### Consigne A
Dans les entrées, de la ligne contenant « [indicate] bumper cover » jusqu'à la fin des entrées, bornes comprises, substituez « scrapyard » à « salvage yard ». Réécrivez uniquement ces lignes, sans rien changer d'autre.

### Extrait du document
On a fêté hier le 100ème 49.3 dans l’histoire de la Vème République. Mais cette fois, c’est particulièrement mal passé puisqu’il s’agissait de la réforme des retraites.
Contexte : Après avoir passé tous les obstacles, le projet de loi de la réforme des retraites devait être soumis à un vote à l’Assemblée nationale ce jeudi. Mais le gouvernement a commencé à douter de sa capacité à remporter ce vote et c’est là qu’est entré en jeu l’arme favorite d’E. Borne : le 49.3, qu’elle a utilisé hier pour la 11ème fois en 10 mois et qui permet de faire adopter un projet de loi sans procéder au vote de l’Assemblée.
Pourquoi ce forcing ? « Je considère qu’en l’état, les risques financiers, économiques sont trop grands. » a déclaré E. Macron pour justifier l’utilisation du 49.3. Pour rappel, le gouvernement estime que la réforme du système de retraite est nécessaire pour le maintenir en vie. Le déficit annuel du système est estimé à 10 milliards d’euros chaque année entre 2022 et 2032, selon le Conseil d’orientation des retraites (COR).
Ce dont on ne parle pas : Le président a cité “les risques financiers, économiques” et il parle là essentiellement des agences de notation. Pour rappel, les trois principales agences de notation Moody’s, S&P, et Fitch donnent aux investisseurs des informations qui les aident à déterminer la santé financière d’un État.
Pourquoi ? Les États fonctionnent grâce à la dette, et cette dette est contractée grâce aux ventes de titres d’obligations. En clair, si on achète un titre d’obligation français, on prête de l’argent à l’État et en contrepartie, il nous verse chaque année des intérêts et nous rembourse la somme prêtée au terme du placement.

### Consigne B
Recopiez intégralement le texte sur la réforme des retraites.

### Entrées extraites d'une collection
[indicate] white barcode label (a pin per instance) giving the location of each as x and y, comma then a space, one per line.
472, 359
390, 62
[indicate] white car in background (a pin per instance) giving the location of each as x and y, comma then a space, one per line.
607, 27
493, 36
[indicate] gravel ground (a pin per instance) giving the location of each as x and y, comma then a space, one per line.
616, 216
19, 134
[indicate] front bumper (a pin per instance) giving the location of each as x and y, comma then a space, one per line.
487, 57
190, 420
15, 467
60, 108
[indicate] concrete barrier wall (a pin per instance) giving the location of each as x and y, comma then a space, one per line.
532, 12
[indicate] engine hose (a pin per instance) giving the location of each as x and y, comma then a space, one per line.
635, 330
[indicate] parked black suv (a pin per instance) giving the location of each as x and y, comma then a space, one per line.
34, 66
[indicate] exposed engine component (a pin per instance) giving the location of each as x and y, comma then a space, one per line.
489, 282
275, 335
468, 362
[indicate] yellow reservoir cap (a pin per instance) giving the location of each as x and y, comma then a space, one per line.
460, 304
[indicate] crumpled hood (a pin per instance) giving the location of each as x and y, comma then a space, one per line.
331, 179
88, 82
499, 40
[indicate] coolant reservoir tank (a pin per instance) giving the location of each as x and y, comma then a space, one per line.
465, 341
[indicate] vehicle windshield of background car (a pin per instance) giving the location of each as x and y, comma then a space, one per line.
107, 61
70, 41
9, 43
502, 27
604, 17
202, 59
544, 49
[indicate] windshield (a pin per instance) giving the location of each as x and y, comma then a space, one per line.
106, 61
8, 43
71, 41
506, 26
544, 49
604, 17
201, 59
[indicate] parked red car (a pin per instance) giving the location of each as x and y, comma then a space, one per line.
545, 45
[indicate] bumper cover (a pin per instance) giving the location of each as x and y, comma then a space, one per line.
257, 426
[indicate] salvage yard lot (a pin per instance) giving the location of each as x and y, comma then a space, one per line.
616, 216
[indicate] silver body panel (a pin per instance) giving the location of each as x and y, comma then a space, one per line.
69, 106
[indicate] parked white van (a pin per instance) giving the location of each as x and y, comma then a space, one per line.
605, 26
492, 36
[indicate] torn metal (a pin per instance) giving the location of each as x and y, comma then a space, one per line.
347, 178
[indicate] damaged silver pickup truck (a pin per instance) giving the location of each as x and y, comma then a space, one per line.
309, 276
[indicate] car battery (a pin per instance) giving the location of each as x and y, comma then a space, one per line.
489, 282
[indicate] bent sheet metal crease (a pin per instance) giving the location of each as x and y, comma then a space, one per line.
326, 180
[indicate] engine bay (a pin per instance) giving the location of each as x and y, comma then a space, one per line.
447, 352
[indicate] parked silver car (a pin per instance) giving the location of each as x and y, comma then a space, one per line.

### Réponse rédigée A
[indicate] bumper cover (a pin per instance) giving the location of each as x and y, comma then a space, one per line.
257, 426
[indicate] scrapyard lot (a pin per instance) giving the location of each as x and y, comma then a space, one per line.
616, 216
[indicate] silver body panel (a pin per instance) giving the location of each as x and y, comma then a space, one per line.
69, 106
[indicate] parked white van (a pin per instance) giving the location of each as x and y, comma then a space, one per line.
605, 26
492, 36
[indicate] torn metal (a pin per instance) giving the location of each as x and y, comma then a space, one per line.
347, 178
[indicate] damaged silver pickup truck (a pin per instance) giving the location of each as x and y, comma then a space, one per line.
309, 276
[indicate] car battery (a pin per instance) giving the location of each as x and y, comma then a space, one per line.
489, 282
[indicate] bent sheet metal crease (a pin per instance) giving the location of each as x and y, comma then a space, one per line.
326, 180
[indicate] engine bay (a pin per instance) giving the location of each as x and y, comma then a space, one per line.
447, 352
[indicate] parked silver car (a pin per instance) giving the location of each as x and y, comma then a space, one per line.

### Réponse rédigée B
On a fêté hier le 100ème 49.3 dans l’histoire de la Vème République. Mais cette fois, c’est particulièrement mal passé puisqu’il s’agissait de la réforme des retraites.
Contexte : Après avoir passé tous les obstacles, le projet de loi de la réforme des retraites devait être soumis à un vote à l’Assemblée nationale ce jeudi. Mais le gouvernement a commencé à douter de sa capacité à remporter ce vote et c’est là qu’est entré en jeu l’arme favorite d’E. Borne : le 49.3, qu’elle a utilisé hier pour la 11ème fois en 10 mois et qui permet de faire adopter un projet de loi sans procéder au vote de l’Assemblée.
Pourquoi ce forcing ? « Je considère qu’en l’état, les risques financiers, économiques sont trop grands. » a déclaré E. Macron pour justifier l’utilisation du 49.3. Pour rappel, le gouvernement estime que la réforme du système de retraite est nécessaire pour le maintenir en vie. Le déficit annuel du système est estimé à 10 milliards d’euros chaque année entre 2022 et 2032, selon le Conseil d’orientation des retraites (COR).
Ce dont on ne parle pas : Le président a cité “les risques financiers, économiques” et il parle là essentiellement des agences de notation. Pour rappel, les trois principales agences de notation Moody’s, S&P, et Fitch donnent aux investisseurs des informations qui les aident à déterminer la santé financière d’un État.
Pourquoi ? Les États fonctionnent grâce à la dette, et cette dette est contractée grâce aux ventes de titres d’obligations. En clair, si on achète un titre d’obligation français, on prête de l’argent à l’État et en contrepartie, il nous verse chaque année des intérêts et nous rembourse la somme prêtée au terme du placement.